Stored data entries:

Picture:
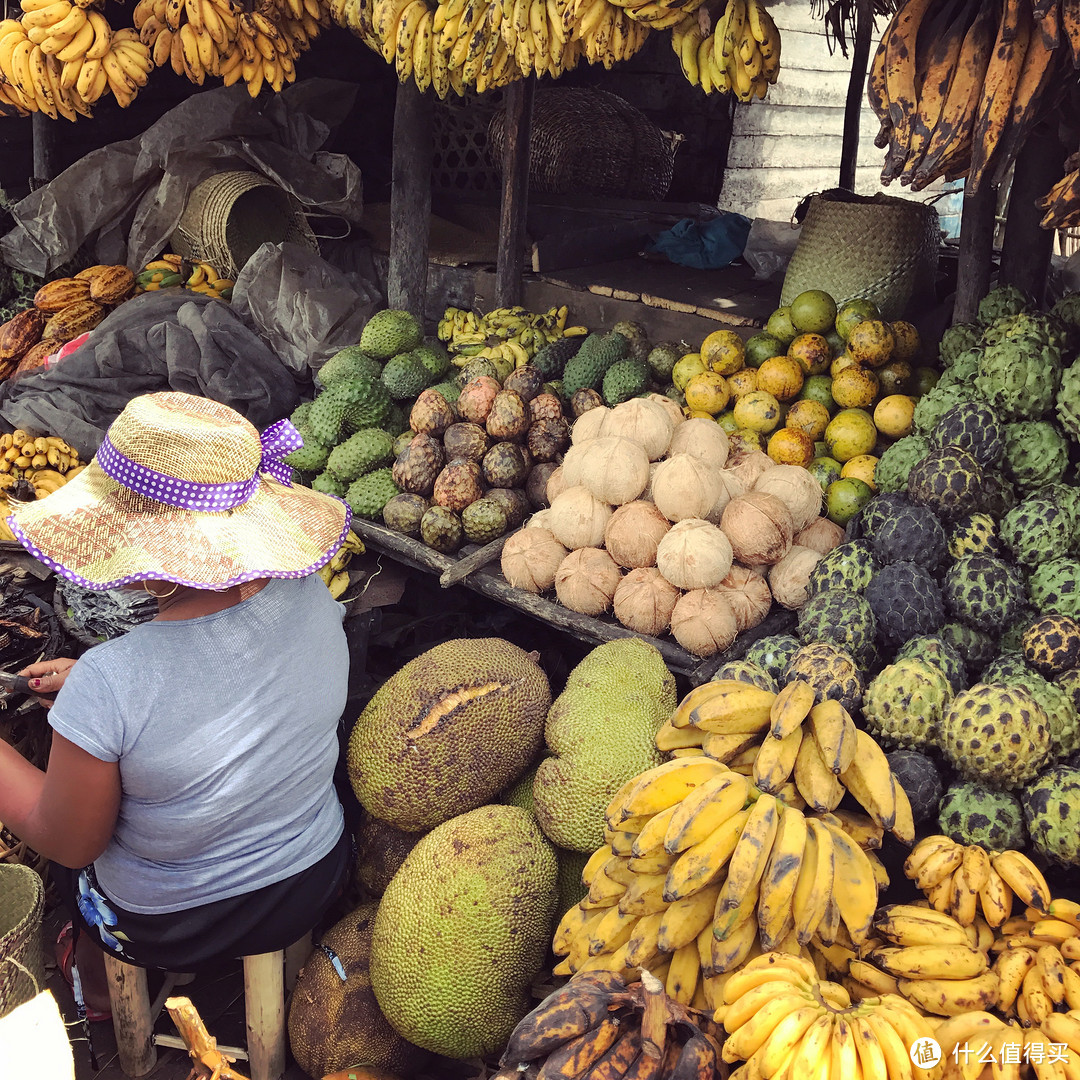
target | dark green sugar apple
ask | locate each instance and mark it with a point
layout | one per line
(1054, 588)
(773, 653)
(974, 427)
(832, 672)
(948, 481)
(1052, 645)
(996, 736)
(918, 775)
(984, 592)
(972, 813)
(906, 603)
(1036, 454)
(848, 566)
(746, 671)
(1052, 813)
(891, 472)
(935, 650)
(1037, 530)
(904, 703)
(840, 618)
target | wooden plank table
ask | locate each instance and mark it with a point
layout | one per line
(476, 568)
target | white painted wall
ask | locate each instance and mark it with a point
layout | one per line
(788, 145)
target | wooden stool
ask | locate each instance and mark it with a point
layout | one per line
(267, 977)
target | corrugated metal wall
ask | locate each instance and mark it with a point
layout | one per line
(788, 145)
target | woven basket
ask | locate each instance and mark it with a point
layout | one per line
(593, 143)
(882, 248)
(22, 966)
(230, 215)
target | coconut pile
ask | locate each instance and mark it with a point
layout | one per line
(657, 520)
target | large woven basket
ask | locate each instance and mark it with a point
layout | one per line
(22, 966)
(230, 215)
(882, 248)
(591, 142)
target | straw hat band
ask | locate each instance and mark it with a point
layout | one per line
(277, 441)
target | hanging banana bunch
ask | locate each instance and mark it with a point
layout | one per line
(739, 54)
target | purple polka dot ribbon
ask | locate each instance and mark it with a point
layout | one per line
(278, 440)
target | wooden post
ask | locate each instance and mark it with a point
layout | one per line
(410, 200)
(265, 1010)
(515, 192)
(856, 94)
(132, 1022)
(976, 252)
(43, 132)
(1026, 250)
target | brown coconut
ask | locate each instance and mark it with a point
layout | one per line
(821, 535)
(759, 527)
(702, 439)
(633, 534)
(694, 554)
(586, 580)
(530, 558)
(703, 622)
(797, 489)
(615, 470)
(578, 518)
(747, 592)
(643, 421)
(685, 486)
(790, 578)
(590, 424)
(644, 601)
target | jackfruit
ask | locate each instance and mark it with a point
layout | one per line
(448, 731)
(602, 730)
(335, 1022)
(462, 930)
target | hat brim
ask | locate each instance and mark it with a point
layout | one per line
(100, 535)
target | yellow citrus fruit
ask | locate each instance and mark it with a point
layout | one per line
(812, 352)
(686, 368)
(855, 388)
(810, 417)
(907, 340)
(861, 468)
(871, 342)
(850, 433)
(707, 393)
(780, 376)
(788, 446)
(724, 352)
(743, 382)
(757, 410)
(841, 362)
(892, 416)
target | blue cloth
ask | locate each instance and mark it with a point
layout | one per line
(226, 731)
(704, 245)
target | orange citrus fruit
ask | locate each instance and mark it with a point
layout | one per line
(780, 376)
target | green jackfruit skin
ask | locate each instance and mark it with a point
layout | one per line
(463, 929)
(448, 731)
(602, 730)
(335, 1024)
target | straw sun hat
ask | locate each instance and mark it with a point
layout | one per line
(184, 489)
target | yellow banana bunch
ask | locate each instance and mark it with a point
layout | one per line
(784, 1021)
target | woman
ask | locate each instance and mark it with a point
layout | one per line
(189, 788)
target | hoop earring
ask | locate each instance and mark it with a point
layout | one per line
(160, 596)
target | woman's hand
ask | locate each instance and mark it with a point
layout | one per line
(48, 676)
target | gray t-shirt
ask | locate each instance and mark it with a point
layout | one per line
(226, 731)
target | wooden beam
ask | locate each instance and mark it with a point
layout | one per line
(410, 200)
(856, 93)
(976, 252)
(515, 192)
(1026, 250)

▸ **Work to be completed**: Among the entries above, copy exactly only the lines starting with the one containing "target | wooden stool" and going through the one containing "target | hanging banana bunch", both ends included.

▸ **Response to the task**:
target | wooden stool
ask | locate each instance and mark it with a point
layout | one per line
(267, 977)
target | corrugated metal wall
ask | locate each instance and mark it with a point
layout | one per line
(788, 145)
target | woven basket
ask | locate each instance and mark it with a point
layout | one per line
(593, 143)
(882, 248)
(22, 966)
(230, 215)
target | coconut pile
ask | locate each instance and mark it with a point
layout | one per line
(657, 520)
target | large woven basket
ask | locate each instance and mark it with a point
layout | one per line
(22, 966)
(230, 215)
(882, 248)
(591, 142)
target | straw hat band
ask | locate each instance and mark it with a point
layout | one per line
(277, 441)
target | hanging banana bunch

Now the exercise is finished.